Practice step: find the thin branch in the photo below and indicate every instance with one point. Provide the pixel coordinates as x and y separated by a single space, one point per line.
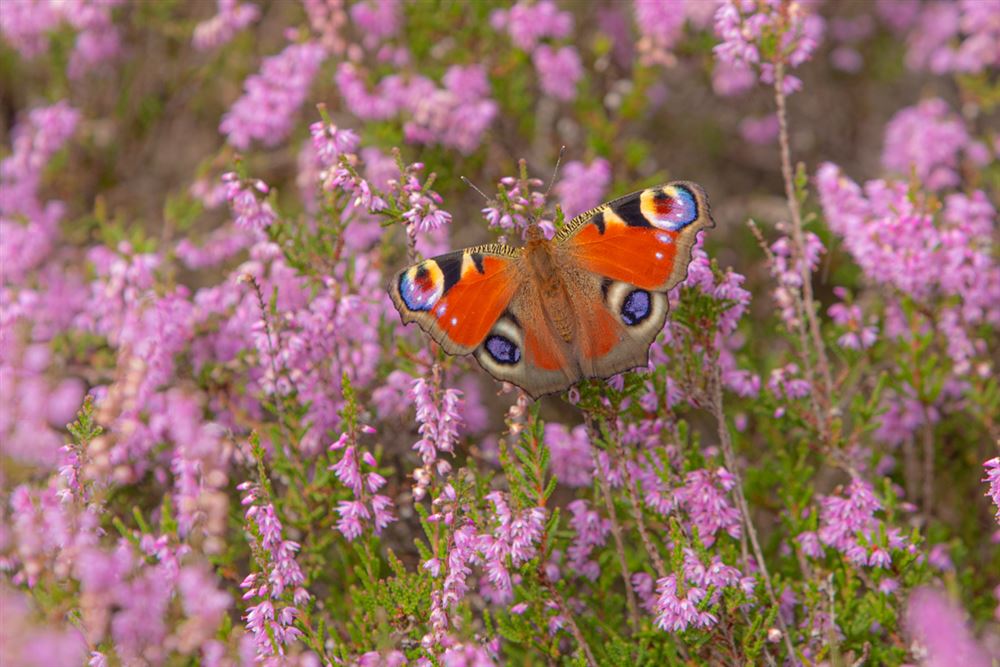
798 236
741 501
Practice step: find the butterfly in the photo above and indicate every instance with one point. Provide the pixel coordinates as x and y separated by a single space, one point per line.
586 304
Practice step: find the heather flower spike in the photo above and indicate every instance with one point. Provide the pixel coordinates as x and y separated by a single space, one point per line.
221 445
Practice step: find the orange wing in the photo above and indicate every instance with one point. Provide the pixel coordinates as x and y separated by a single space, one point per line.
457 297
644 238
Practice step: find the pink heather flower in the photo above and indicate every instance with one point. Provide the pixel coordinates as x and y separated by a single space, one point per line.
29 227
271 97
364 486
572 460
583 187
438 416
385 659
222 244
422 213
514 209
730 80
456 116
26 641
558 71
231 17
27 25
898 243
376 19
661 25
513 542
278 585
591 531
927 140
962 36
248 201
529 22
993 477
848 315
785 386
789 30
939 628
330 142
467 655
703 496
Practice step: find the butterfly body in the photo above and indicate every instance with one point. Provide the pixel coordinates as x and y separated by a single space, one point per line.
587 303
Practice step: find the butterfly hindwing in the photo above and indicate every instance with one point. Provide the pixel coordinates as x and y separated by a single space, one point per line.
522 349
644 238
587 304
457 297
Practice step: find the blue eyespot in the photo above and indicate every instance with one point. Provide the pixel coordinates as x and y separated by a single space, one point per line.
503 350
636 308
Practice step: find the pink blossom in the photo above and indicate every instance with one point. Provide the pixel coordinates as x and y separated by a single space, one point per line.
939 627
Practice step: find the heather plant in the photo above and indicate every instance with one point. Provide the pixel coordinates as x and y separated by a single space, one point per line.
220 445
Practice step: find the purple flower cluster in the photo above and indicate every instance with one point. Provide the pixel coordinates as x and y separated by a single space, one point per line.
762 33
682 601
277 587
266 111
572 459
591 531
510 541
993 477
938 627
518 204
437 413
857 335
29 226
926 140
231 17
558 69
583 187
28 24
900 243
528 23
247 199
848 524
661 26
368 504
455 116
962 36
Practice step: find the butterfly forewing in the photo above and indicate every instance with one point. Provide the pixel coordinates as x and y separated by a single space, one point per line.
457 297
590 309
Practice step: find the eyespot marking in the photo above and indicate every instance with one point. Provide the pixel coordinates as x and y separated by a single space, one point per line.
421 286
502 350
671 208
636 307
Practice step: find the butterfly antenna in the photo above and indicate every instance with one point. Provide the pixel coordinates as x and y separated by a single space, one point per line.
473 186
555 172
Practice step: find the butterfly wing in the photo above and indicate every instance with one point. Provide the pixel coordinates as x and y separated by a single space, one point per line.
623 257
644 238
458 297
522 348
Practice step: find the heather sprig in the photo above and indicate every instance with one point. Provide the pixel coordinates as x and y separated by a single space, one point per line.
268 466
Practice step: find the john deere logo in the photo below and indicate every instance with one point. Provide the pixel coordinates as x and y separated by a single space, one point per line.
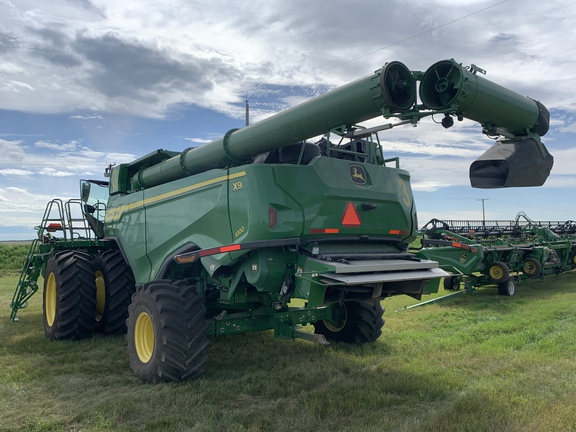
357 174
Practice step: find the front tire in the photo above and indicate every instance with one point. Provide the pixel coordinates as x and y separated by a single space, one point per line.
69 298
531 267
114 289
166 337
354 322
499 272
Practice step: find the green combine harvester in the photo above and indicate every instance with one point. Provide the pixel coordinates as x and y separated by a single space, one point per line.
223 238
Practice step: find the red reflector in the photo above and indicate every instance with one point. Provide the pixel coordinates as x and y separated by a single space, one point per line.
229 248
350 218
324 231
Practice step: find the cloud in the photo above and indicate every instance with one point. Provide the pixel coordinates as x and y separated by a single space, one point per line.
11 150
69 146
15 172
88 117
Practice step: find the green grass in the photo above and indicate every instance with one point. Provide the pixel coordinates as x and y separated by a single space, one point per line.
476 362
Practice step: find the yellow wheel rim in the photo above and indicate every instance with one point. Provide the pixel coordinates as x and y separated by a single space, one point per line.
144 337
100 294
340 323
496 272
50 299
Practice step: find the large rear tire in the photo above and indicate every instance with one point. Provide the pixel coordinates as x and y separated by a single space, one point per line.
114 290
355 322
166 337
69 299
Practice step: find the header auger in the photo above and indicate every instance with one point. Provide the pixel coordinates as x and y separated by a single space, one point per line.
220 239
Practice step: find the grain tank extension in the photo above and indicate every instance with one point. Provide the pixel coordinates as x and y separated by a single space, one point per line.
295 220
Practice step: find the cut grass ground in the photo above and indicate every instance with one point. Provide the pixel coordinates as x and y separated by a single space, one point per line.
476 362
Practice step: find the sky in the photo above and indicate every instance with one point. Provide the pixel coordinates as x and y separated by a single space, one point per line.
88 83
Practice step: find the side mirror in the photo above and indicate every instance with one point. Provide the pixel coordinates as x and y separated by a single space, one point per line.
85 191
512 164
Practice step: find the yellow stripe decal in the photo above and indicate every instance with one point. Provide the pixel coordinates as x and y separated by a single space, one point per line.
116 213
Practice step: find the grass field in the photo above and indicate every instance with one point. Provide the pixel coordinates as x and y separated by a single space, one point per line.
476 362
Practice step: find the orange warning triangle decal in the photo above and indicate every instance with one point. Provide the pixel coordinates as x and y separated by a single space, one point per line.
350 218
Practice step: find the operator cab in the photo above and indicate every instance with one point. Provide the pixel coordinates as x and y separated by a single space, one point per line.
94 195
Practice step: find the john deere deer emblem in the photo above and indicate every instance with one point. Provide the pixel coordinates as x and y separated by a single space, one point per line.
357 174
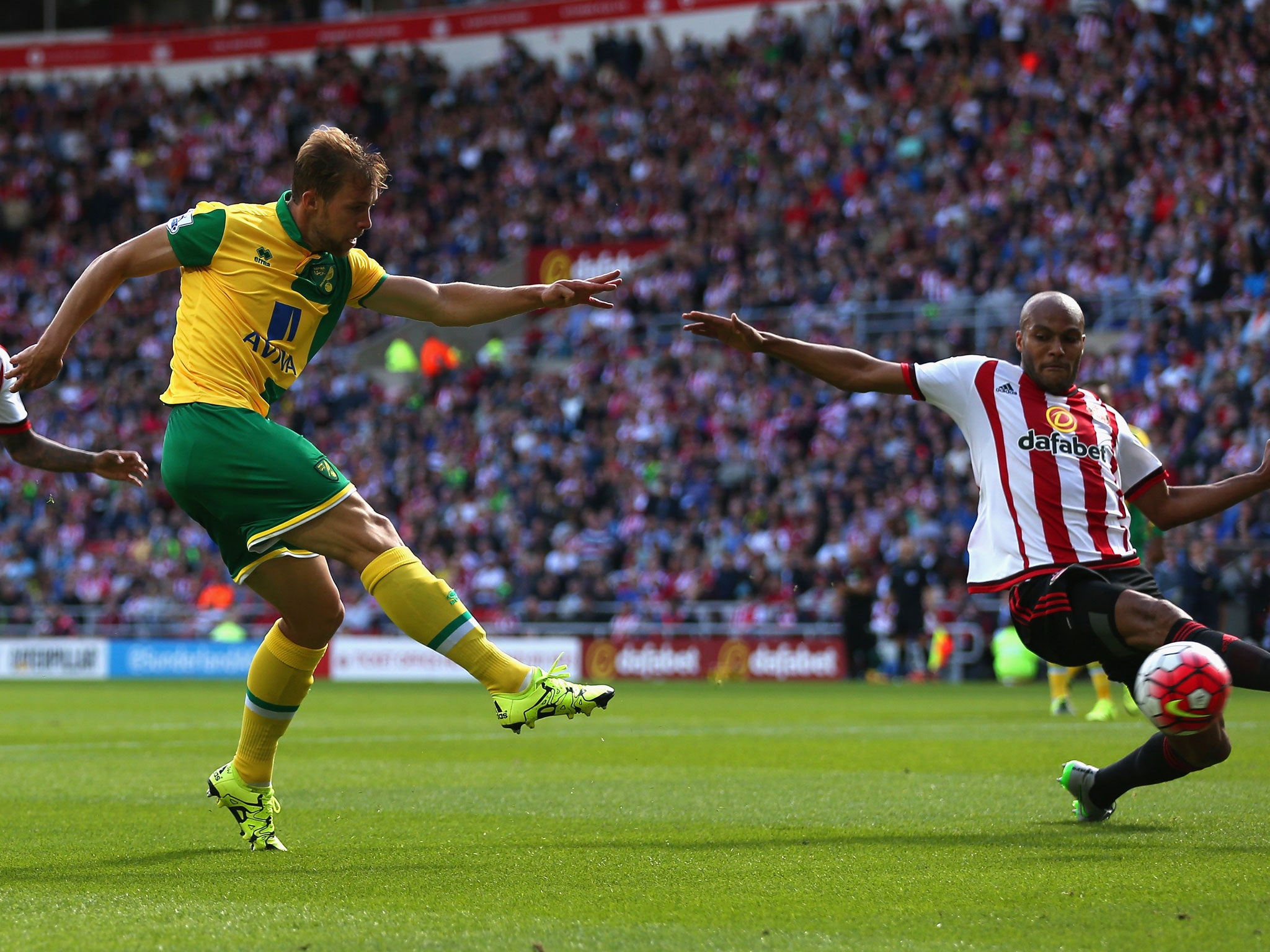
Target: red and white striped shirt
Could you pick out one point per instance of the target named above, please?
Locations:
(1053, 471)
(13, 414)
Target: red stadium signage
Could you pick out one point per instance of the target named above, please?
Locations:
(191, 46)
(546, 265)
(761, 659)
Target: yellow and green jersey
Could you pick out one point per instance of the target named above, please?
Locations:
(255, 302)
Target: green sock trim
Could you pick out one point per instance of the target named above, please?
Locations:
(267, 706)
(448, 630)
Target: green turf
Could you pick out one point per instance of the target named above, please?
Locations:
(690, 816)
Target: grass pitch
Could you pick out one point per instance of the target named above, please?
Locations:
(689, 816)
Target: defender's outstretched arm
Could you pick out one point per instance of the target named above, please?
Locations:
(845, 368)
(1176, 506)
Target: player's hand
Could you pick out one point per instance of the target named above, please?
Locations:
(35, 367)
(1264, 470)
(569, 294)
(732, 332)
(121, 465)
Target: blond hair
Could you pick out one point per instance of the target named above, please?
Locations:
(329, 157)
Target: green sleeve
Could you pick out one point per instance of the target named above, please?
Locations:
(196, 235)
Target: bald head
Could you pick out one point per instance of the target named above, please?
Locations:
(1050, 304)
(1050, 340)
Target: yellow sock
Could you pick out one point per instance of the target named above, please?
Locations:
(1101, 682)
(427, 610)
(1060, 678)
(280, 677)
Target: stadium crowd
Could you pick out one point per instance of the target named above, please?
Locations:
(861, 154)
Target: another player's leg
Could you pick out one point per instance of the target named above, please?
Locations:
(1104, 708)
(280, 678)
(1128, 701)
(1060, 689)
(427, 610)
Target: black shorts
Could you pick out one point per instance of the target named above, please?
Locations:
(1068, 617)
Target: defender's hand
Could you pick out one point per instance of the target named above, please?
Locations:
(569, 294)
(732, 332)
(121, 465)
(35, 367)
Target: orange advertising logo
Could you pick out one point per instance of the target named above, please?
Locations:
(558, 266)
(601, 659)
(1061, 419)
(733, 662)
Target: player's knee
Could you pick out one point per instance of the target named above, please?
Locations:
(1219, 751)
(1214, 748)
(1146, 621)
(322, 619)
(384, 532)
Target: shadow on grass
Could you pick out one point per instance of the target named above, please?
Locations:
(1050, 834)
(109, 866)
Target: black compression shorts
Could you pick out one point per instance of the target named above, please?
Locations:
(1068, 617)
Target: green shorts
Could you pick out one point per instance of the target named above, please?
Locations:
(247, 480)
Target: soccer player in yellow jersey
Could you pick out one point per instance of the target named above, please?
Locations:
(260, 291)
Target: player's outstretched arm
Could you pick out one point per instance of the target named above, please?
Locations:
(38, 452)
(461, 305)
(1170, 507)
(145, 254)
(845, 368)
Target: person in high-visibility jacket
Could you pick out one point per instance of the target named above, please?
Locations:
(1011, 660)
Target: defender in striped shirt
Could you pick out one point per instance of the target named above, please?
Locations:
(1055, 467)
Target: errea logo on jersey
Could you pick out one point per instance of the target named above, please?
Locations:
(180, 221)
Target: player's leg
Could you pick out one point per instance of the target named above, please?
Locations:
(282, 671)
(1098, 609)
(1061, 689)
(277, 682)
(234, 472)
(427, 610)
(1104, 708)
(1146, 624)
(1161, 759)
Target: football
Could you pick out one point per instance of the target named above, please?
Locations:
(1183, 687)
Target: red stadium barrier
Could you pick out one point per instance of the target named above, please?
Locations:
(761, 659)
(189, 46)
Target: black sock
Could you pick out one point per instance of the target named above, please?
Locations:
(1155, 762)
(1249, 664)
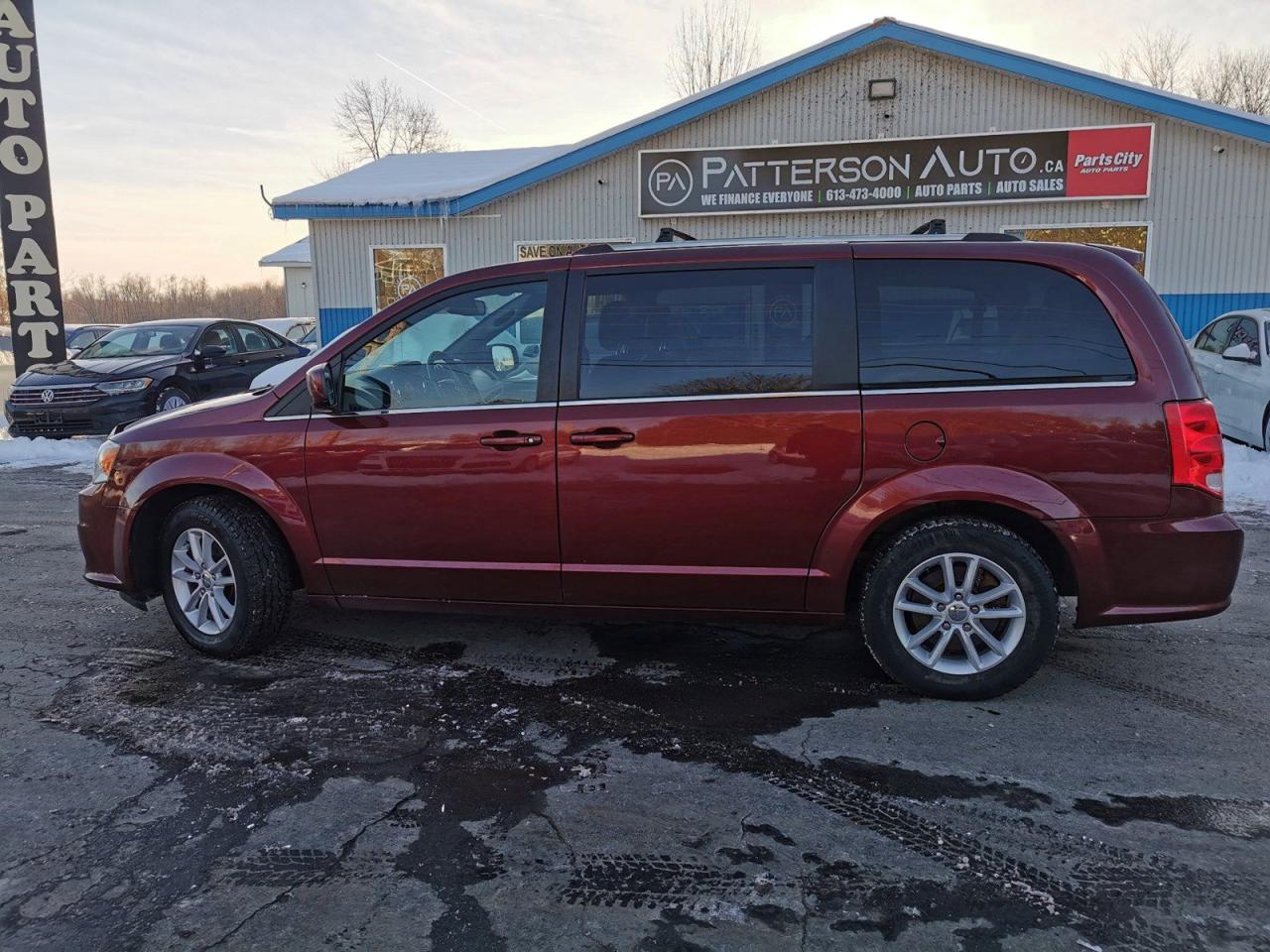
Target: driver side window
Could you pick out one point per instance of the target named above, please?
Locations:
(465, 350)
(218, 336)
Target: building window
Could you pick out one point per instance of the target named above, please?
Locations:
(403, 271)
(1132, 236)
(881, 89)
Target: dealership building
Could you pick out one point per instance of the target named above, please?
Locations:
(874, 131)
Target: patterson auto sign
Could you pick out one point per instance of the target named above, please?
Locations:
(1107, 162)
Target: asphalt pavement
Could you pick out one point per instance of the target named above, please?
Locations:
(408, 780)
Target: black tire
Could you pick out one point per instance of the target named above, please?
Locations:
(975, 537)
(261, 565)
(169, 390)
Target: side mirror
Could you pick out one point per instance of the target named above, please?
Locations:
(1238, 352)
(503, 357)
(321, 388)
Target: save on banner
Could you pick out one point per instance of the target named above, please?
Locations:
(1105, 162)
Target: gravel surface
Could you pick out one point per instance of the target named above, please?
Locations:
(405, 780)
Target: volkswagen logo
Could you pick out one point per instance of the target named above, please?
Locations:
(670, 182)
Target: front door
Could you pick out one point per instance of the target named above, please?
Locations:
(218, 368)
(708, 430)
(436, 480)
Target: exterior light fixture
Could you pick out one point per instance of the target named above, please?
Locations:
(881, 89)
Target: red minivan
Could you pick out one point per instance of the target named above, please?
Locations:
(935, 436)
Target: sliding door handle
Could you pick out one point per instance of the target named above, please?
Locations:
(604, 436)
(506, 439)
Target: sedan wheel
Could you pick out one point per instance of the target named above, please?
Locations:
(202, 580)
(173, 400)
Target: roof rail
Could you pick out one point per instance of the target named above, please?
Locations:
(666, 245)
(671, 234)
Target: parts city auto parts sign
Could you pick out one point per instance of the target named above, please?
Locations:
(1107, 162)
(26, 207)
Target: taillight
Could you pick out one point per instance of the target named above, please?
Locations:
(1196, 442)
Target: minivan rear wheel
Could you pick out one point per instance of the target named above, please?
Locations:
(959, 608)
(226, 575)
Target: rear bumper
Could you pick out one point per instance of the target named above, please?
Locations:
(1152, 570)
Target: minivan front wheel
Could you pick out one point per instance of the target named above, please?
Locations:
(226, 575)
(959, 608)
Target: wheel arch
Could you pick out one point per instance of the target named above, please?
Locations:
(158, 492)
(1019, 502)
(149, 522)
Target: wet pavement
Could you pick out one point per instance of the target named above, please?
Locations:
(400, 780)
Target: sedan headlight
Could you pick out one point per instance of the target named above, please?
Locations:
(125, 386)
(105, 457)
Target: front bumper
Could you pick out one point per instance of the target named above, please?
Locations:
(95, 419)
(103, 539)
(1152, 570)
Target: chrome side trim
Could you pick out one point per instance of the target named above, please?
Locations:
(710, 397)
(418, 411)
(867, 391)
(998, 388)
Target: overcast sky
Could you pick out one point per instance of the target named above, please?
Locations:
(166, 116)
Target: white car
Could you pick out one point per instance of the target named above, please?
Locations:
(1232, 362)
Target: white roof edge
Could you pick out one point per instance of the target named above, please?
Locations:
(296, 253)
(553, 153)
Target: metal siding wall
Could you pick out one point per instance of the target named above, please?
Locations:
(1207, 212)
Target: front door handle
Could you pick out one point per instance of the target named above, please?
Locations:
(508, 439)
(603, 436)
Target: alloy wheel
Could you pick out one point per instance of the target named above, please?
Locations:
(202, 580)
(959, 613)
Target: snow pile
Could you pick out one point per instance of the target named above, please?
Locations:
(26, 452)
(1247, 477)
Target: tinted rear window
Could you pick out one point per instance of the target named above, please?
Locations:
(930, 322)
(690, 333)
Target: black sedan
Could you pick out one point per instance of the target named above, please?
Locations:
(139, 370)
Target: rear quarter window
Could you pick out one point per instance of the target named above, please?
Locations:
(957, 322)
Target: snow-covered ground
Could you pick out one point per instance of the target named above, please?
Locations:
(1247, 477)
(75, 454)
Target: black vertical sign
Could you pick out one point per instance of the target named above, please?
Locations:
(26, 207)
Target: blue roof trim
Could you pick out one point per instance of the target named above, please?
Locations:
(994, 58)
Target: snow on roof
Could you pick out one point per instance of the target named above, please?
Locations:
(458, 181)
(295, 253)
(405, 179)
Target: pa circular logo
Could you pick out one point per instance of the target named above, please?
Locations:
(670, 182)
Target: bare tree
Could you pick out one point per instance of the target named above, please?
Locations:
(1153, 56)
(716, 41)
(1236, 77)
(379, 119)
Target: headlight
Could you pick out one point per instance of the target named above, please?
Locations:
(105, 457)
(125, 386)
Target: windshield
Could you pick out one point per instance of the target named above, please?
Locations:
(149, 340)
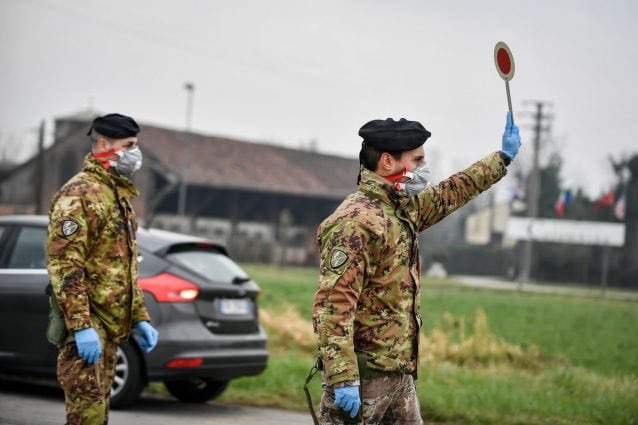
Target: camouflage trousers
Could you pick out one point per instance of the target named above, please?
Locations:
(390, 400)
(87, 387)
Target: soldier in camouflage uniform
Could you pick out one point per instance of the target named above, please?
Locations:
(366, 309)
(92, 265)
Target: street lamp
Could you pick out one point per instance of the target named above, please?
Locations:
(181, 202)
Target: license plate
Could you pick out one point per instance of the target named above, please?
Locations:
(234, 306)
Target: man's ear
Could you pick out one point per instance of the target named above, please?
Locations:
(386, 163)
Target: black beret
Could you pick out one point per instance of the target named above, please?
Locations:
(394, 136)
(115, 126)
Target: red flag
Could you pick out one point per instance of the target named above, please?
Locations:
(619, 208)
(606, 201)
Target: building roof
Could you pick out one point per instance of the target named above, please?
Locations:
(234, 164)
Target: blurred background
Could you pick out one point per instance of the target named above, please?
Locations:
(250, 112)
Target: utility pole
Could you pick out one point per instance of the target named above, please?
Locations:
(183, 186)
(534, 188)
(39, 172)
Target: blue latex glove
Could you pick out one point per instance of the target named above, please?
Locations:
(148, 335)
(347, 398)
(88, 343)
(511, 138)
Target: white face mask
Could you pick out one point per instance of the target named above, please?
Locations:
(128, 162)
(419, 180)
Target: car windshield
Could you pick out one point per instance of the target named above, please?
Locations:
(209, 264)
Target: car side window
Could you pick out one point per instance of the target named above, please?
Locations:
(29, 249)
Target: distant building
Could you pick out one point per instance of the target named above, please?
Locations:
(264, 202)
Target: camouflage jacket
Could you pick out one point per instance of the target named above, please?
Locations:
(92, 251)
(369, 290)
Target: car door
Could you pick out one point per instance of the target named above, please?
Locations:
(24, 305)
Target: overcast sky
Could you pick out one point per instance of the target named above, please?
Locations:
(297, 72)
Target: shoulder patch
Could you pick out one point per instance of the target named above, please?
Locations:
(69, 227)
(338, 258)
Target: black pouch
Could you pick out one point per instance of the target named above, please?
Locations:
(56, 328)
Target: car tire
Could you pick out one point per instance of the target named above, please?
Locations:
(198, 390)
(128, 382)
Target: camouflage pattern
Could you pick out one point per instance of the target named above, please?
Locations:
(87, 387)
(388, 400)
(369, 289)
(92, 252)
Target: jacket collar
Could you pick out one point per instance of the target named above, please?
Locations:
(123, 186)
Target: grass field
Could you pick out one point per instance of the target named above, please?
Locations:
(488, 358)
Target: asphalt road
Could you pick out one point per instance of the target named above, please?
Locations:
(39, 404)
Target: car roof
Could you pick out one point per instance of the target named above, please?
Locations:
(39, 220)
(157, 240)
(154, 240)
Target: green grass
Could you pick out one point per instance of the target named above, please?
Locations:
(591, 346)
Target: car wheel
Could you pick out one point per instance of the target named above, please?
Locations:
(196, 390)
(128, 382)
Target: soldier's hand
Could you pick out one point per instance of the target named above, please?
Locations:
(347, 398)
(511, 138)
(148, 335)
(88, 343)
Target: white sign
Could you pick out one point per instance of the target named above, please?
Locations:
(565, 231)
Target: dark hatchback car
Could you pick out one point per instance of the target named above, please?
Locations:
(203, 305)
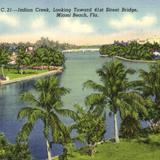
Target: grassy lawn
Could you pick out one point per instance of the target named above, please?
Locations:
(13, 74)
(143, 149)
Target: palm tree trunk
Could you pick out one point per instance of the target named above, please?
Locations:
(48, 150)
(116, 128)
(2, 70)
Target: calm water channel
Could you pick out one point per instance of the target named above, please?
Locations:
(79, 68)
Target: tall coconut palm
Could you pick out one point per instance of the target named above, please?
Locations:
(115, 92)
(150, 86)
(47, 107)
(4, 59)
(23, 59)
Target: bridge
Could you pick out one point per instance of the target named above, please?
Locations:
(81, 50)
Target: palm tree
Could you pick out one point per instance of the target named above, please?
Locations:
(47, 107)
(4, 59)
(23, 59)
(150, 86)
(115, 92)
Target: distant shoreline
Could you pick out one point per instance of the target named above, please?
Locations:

-------------------------

> [Your instructions] From the entries, copy out each line containing the word "palm".

> [Response for this exercise]
Target: palm tree trunk
Target: tall coconut palm
Target: palm tree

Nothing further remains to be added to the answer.